<<<<
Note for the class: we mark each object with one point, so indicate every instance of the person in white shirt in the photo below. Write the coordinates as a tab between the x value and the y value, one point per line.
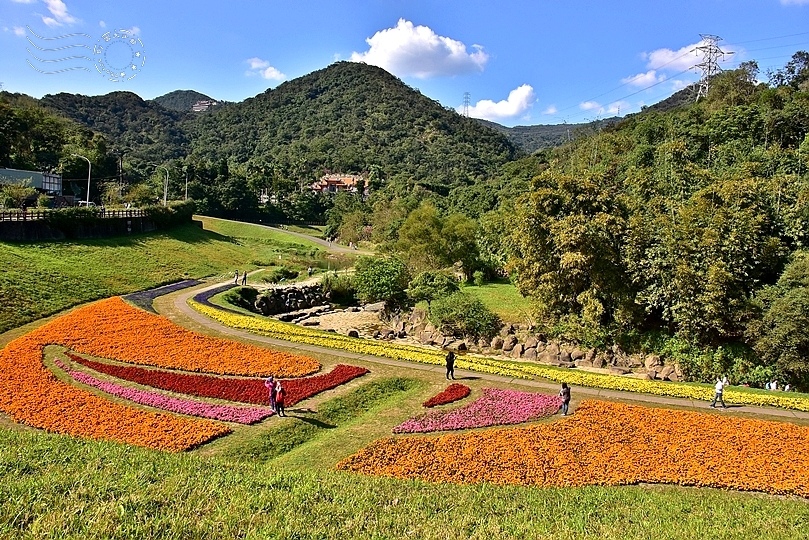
718	388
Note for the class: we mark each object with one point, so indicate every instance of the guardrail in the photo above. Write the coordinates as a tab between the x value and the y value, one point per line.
31	215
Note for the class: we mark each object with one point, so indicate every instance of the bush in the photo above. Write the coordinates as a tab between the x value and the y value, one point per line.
243	297
281	273
339	288
463	315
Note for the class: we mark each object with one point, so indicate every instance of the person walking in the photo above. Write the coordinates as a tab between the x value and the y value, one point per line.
718	389
564	393
280	398
450	359
269	382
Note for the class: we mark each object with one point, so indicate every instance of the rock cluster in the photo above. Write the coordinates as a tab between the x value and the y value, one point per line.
290	299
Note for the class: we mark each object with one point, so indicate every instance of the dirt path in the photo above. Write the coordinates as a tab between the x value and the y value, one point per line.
180	301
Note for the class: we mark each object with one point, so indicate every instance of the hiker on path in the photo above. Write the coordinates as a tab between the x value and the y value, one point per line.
564	393
280	398
718	389
269	382
450	359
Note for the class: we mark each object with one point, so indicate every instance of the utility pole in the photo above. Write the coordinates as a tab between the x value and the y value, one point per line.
711	54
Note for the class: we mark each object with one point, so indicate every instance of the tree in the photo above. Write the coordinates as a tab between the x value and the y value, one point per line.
382	280
429	285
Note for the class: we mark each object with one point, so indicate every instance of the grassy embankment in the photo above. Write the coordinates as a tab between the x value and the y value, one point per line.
274	480
39	279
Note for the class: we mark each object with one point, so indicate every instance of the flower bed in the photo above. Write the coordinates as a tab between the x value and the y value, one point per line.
453	392
144	299
228	413
114	329
32	395
245	390
496	407
523	370
607	444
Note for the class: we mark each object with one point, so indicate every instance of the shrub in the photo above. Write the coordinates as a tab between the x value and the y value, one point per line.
462	314
243	297
339	288
281	273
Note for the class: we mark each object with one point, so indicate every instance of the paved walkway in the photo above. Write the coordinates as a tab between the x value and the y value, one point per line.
181	304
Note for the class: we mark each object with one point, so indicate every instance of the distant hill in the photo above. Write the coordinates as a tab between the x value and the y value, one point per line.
542	136
148	132
181	100
351	117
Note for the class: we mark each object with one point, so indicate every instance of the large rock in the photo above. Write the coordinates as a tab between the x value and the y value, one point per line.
620	370
509	342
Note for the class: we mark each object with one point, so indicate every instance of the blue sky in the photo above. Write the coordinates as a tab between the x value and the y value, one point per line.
522	63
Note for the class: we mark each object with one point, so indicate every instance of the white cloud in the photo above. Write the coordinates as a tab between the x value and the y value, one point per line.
417	51
60	15
644	79
260	67
519	100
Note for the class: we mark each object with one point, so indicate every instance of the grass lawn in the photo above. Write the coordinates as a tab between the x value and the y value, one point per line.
40	279
504	300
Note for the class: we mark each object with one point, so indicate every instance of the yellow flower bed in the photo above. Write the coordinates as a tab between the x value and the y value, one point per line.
413	353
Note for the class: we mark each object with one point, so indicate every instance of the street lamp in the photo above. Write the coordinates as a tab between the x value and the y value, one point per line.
89	170
166	185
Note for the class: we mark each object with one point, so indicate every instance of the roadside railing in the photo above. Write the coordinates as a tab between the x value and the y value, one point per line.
31	215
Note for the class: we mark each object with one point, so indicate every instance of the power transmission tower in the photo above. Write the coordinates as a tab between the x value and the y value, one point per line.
711	54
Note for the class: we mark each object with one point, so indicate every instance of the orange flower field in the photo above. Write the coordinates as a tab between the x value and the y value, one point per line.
606	444
32	395
112	328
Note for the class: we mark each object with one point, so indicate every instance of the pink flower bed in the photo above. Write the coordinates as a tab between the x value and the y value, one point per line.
241	389
228	413
496	407
451	393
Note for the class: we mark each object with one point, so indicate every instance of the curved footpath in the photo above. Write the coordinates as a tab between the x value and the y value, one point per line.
180	300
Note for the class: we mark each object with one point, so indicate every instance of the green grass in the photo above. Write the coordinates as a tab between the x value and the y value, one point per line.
40	279
300	428
59	487
504	300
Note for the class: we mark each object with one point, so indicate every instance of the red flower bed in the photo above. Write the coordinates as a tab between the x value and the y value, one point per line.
451	393
241	389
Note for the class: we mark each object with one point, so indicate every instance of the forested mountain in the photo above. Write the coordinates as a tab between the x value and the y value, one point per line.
180	100
350	117
147	132
542	136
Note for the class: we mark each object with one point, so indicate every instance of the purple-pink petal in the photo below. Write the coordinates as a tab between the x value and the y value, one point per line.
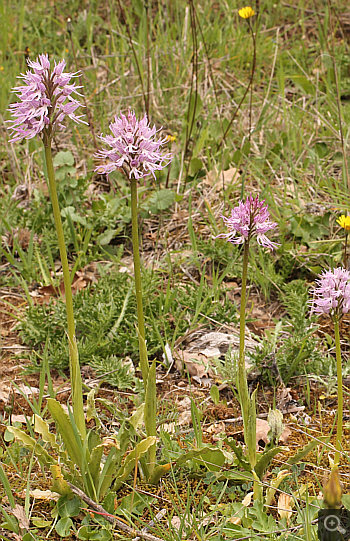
42	100
134	146
248	219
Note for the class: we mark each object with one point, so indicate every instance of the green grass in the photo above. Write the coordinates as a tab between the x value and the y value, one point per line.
188	64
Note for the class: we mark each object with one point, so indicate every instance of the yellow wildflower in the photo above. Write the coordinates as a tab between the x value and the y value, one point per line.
246	12
344	222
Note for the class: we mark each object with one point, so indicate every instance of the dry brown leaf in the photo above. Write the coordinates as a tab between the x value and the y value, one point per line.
196	363
18	419
45	495
284	506
184	418
247	500
220	178
215	428
19	512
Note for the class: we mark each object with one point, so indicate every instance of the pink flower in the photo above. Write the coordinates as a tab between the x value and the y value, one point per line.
43	103
133	147
332	294
247	220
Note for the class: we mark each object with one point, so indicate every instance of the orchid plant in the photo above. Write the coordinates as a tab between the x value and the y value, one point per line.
248	220
332	298
45	99
135	149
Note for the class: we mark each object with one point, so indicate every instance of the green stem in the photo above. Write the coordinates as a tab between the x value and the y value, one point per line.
74	367
241	373
138	286
340	395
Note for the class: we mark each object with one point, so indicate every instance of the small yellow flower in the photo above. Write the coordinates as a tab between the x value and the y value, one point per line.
246	12
344	222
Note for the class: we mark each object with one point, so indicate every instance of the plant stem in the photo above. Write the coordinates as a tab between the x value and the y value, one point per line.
241	373
138	286
74	367
340	395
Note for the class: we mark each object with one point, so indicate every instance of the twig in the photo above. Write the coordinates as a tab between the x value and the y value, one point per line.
111	518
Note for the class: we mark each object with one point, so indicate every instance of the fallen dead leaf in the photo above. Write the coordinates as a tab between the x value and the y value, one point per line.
284	506
247	500
196	363
19	512
45	495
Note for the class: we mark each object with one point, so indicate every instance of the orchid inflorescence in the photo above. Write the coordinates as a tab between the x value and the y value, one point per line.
247	220
133	147
43	103
332	294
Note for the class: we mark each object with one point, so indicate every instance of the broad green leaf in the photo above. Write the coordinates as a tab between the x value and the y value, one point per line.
89	534
68	507
162	199
39	451
275	420
129	464
64	526
42	428
94	464
304	451
40	522
137	417
59	484
158	473
65	429
214	394
265	461
109	472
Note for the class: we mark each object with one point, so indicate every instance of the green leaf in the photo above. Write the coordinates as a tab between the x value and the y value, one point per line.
129	464
64	526
137	417
265	461
162	199
88	534
39	451
321	150
64	157
214	394
64	426
105	238
195	166
59	485
238	450
68	507
305	451
40	522
275	420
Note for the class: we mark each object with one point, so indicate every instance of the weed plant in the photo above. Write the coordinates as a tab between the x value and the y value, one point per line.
292	345
104	336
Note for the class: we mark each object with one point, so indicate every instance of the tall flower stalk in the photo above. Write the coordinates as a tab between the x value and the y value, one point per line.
134	149
344	222
332	298
44	101
249	219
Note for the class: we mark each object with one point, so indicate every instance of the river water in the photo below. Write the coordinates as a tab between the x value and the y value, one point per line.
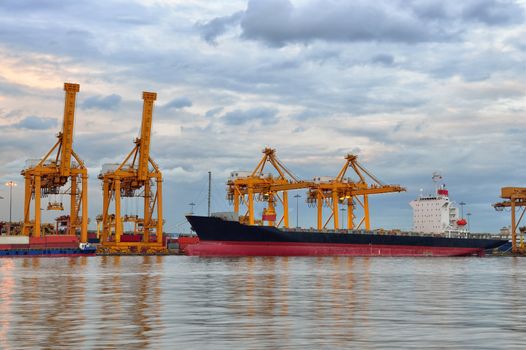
177	302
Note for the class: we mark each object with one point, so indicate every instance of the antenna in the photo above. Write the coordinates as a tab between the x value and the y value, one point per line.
437	177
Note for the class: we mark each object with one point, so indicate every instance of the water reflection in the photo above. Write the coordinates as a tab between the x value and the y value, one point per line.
186	302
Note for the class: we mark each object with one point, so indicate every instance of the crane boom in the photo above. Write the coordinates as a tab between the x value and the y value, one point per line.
146	131
67	128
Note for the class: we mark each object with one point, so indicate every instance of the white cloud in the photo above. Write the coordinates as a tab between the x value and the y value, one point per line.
410	86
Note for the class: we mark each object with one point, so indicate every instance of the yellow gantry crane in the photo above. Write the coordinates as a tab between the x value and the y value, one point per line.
48	175
330	192
246	187
515	199
136	176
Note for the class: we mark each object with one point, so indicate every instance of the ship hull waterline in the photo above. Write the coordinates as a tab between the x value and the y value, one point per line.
229	238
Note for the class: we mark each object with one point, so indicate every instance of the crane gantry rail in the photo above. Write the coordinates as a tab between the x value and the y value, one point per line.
331	192
137	176
48	175
515	199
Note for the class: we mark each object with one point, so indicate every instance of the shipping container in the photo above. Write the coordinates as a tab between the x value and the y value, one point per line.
14	240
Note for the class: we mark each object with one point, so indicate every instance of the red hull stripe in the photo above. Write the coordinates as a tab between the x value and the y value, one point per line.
236	248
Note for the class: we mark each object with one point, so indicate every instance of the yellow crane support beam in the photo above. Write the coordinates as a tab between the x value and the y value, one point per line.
515	199
341	190
256	184
49	174
137	176
146	131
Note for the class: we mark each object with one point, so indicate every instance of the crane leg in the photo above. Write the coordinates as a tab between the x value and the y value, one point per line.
73	207
84	227
147	214
27	206
36	228
366	212
250	206
350	214
285	209
118	222
335	209
319	202
159	211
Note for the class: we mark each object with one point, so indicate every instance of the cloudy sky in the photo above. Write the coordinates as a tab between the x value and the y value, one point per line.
412	87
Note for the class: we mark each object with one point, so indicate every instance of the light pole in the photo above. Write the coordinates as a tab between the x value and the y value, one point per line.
11	184
297	196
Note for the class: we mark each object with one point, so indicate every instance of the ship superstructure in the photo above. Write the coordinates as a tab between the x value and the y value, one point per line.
436	213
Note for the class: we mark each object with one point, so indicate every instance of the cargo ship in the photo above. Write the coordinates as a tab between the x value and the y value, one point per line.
47	246
221	237
438	230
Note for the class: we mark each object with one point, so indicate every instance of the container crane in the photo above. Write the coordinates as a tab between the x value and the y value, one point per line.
330	192
515	199
48	175
243	187
137	176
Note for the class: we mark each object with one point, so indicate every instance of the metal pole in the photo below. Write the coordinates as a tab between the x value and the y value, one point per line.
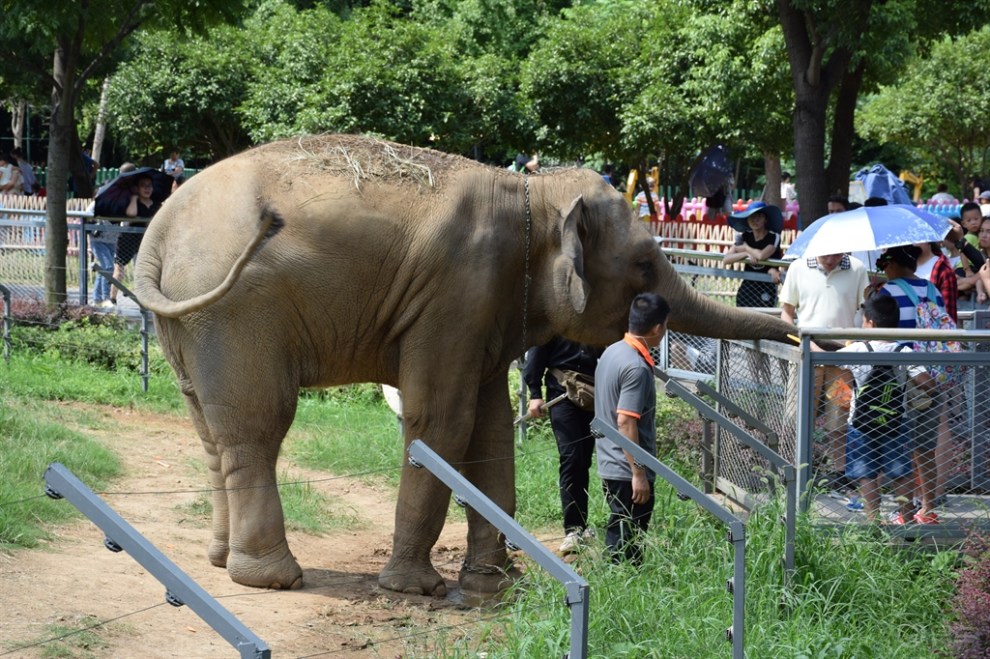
>>>>
Instructions to follow. Pull out every line of the records above that contains the string "waterline", copying each one in full.

Correct output.
Note for the class: we mark each object with one point, so indicate every instance of the ship hull waterline in the photo above. Write the coordinates as a tab between the x value and the y value, one point per line.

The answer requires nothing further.